Set of tasks:
1) According to the blog post on writing goals, why should a writer decide on benchmarks for success now?
2) Print everything in the blog post on writing goals from "(GOOOOOOOOOOOAAAAAAAAAAAAALLLLLLLLLS! [insert that" down to "agree to donate.".

Document passage:
[START]

(GOOOOOOOOOOOAAAAAAAAAAAAALLLLLLLLLS! [insert that annoying angry-mob-of-bees-sound-here])
There is nothing quite so annoying as sitting down with a teacher/guidance counselor/employer and having them ask you what your goals are.
Examples:
High school goal: To get out of this place alive, with my sanity intact, and get into a college where no one knows me or cares how smart I am. Also where there are a lot more boys to flirt with.*
Pointless job in college goal: To make enough money so that my husband and I will be able to eat out once a week, then graduate and forget I ever worked here except when the same calling center calls me asking for donations, and then laugh and wax nostalgic at the fact I'll never have to do that again and agree to donate.
But today I'm going to ask you to sit down with me (umm, metaphorically or imaginarily, because I am sitting in a rocking chair and there is definitely not room for both of us. Also, I am still in my pajamas, so I would not open the door if you knocked) and think about what your goals are as a writer. Or as a person in general if you aren't a writer. Because you don't have to be a writer. (For the record, being a writer is AWESOME. It is also really hard, and there are a lot of other awesome things to be. Like a pastry chef. And if your goal is to become the world's best pastry chef, my new goal is to live next door to you.)
A while back the luminous Aprilynne Pike posted on what her goals as a writer were. She didn't specifically say what hers were, the point being that you simply had to know what yours were. It's very easy in this industry to catch the "not enoughs." Because in a way it will never be enough. Someone is always going to get agented faster than you. Someone is always going to have a bigger deal that you. Someone is always going to have cooler opportunities, or more marketing and publicity, or more buzz. Someone is always going to have a better cover. (Fortunately that's one area I've never had to be jealous of anyone else in. Love, love, love my cover designers!) Someone is always going to win more awards and be higher regarded. Someone is always going to make more money.
If you never know what your goals are, it will never, ever, EVER be enough. I promise. So decide now what your benchmarks for success are.
I have several. One of them is sales-related, and I'm not going to talk about that one. (Although I am doing everything I can to do my part to make it happen, I try not to focus on it.)
But my other goals I'm willing to share.

[END]

Extracted entries:
[START]

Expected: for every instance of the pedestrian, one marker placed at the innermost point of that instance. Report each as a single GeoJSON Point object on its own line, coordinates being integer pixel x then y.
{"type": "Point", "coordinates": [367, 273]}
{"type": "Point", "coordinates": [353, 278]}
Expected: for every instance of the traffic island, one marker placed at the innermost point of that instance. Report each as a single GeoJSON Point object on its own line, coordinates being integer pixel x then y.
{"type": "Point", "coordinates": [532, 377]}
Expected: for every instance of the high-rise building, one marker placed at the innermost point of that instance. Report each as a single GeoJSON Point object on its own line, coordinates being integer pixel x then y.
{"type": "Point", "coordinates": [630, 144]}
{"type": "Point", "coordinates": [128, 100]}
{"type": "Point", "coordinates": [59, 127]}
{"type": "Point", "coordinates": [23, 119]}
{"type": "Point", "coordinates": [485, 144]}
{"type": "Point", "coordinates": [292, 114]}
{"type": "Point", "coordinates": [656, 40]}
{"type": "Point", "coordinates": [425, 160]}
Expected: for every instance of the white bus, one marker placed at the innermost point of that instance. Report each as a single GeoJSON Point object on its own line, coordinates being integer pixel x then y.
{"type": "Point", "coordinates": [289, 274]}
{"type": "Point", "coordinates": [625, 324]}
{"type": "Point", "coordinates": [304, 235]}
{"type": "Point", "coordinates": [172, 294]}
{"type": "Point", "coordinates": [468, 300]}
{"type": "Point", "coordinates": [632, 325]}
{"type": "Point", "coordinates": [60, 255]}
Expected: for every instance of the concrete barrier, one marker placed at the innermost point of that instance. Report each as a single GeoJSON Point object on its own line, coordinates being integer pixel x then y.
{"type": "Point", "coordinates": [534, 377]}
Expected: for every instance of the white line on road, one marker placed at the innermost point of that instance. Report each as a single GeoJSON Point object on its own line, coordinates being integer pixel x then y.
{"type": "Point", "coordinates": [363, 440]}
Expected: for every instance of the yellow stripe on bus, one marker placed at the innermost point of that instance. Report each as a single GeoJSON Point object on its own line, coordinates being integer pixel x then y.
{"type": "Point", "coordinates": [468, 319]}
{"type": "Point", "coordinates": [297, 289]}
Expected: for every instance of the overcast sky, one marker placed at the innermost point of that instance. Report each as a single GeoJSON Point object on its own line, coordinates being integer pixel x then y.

[END]

Results in order:
1) In this industry, someone will always get agented faster, land a bigger deal, get a better cover, win more awards or make more money, so it can never fully be enough. If you never know your goals, it will never be enough, so you need your own benchmarks.

2)
(GOOOOOOOOOOOAAAAAAAAAAAAALLLLLLLLLS! [insert that annoying angry-mob-of-bees-sound-here])
There is nothing quite so annoying as sitting down with a teacher/guidance counselor/employer and having them ask you what your goals are.
Examples:
High school goal: To get out of this place alive, with my sanity intact, and get into a college where no one knows me or cares how smart I am. Also where there are a lot more boys to flirt with.*
Pointless job in college goal: To make enough money so that my husband and I will be able to eat out once a week, then graduate and forget I ever worked here except when the same calling center calls me asking for donations, and then laugh and wax nostalgic at the fact I'll never have to do that again and agree to donate.